Amira Global is celebrating its Members, new and old. Today we shine the spotlight on Canary Systems.

Q1. What would you like the Amira community to know about your business?

Canary Systems has provided state-of-the-art data collection and integration systems all over the world for 23+ years to allow clients to extract value from their monitoring investment and better understand and manage geotechnical risks. This includes instrumentation, system architecture, hardware and software, and our web-based data suite, MLWeb.

Q2. What is the problem that, if solved, would make the biggest difference to our industry?

The ability to remove risk is the single greatest problem that we all face in the mining industry, whether it be associated with commodity costs, the stability of a tailings facility, or simply driving around a property. While it is not rational to completely be able to remove all risk, we as an industry can work towards understanding the conditions that affect these risks, and effectively mitigate and reduce them as much as possible through collaborative efforts between operators, suppliers, and research institutions, such as what we’re all doing here through Amira.

Q3. What do you think are the greatest challenges to successful collaboration and how can they be overcome?

Working through the challenges of COVID-19 are likely the greatest obstacles we face at the moment for a successful collaboration, whether it be travelling to gather field samples, meeting face-to-face, or the economic risks during these times. Technology and creativity will be the primary way we overcome these difficulties by coming up with alternative ways to work through everchanging healthcare regulations to still allow the building of relationships between sponsors and providers and the transfer of information that is required for any collaboration to be successful.

Q4. Innovation has its origins in addressing challenges or leveraging R&D – what are your success stories?

Canary Systems as a company has always worked to bridge voids and shortcomings in the geotechnical monitoring industry. As a provider of risk management systems, we have worked day in-and-out with clients’ input to provide products and services that effectively help manage properties more safely.

Recently, on the hardware side of our business, we developed our MLGPS platform for slope stability monitoring that is designed to run in offline mode, not requiring any active network. We also have a new product called MLRemote, which is a low-power distributed logging system with a long-distance radio capable of reading and storing data from most geotechnical sensors.

::::::::

**WHAT YOU NEED TO DO**
• 1. Name every product that the Canary Systems spotlight calls out by name.
• 2. Print the part of the Canary Systems spotlight that opens with the words containing "Q1. What would" and closes with "data suite, MLWeb.".
The records are separate material and have nothing to do with the Canary Systems spotlight.

**DATA PROVIDED**
::::::::

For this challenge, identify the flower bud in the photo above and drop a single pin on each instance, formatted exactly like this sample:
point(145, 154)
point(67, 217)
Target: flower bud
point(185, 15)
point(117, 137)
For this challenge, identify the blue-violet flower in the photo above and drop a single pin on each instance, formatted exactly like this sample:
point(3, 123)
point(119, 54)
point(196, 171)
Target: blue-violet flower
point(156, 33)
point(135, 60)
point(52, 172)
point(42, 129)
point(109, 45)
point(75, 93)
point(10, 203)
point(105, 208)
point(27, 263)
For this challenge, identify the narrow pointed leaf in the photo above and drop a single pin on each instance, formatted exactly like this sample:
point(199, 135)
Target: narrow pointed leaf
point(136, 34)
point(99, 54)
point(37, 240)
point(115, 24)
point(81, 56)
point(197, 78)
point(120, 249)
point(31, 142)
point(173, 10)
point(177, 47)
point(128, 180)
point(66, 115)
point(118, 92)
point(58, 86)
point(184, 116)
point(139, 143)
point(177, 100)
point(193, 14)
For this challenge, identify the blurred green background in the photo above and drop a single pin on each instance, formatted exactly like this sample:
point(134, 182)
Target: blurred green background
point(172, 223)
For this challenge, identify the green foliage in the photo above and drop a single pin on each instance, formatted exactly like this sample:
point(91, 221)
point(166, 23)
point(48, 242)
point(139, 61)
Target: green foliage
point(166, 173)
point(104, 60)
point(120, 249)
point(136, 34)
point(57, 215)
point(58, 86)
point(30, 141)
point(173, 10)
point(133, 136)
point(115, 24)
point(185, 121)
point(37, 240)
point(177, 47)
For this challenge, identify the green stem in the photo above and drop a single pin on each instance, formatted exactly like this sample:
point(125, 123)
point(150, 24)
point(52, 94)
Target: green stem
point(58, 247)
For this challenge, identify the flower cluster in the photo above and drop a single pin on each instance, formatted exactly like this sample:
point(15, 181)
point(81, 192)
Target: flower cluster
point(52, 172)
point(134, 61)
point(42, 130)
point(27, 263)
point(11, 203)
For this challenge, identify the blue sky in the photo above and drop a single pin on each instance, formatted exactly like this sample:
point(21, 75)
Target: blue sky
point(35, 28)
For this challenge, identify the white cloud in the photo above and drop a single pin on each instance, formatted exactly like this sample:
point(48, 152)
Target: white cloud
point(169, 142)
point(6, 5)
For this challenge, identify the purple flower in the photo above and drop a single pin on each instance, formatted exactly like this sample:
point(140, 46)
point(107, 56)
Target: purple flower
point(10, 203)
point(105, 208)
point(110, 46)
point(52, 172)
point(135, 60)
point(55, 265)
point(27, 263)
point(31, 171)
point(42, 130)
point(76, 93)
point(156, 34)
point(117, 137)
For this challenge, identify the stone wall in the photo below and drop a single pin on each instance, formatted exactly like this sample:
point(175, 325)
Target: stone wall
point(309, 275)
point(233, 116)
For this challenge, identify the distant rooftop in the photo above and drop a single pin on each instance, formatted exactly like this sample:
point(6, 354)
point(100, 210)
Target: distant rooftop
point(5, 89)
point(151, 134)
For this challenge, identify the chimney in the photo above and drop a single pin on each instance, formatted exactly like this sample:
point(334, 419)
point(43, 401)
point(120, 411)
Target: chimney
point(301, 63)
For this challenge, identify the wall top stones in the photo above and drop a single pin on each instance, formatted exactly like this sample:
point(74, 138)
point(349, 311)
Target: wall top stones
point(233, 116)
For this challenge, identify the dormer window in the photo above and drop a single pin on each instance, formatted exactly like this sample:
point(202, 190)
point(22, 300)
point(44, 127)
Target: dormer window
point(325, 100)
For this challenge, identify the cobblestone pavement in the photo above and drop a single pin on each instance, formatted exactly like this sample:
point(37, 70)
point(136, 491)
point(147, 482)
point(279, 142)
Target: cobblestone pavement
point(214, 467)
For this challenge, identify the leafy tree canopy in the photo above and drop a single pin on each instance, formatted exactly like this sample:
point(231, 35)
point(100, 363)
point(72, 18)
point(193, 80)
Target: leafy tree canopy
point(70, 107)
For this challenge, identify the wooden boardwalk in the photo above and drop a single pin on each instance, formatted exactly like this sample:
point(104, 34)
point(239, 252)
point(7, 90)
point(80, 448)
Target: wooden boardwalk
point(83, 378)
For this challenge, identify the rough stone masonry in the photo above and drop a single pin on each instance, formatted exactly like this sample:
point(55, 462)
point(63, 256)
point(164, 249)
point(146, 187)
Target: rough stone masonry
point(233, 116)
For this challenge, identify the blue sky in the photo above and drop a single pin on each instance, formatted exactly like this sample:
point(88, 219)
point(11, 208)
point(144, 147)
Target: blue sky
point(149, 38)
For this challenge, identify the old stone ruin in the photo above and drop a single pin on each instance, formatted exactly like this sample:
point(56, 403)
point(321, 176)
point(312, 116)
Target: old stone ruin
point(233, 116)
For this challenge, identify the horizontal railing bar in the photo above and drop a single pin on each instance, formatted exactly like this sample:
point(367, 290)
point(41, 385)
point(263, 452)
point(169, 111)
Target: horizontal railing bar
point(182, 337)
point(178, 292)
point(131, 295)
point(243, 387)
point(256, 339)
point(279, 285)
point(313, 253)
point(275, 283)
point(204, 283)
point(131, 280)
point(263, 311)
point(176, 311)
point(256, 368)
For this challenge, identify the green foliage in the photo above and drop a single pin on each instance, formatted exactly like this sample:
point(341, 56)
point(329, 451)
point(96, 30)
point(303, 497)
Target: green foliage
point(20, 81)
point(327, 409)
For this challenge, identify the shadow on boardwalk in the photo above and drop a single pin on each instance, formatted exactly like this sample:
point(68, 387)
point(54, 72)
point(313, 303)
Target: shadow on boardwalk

::::::::

**EXPECTED RESPONSES**
• 1. MLWeb, MLGPS, MLRemote

• 2.
Q1. What would you like the Amira community to know about your business?

Canary Systems has provided state-of-the-art data collection and integration systems all over the world for 23+ years to allow clients to extract value from their monitoring investment and better understand and manage geotechnical risks. This includes instrumentation, system architecture, hardware and software, and our web-based data suite, MLWeb.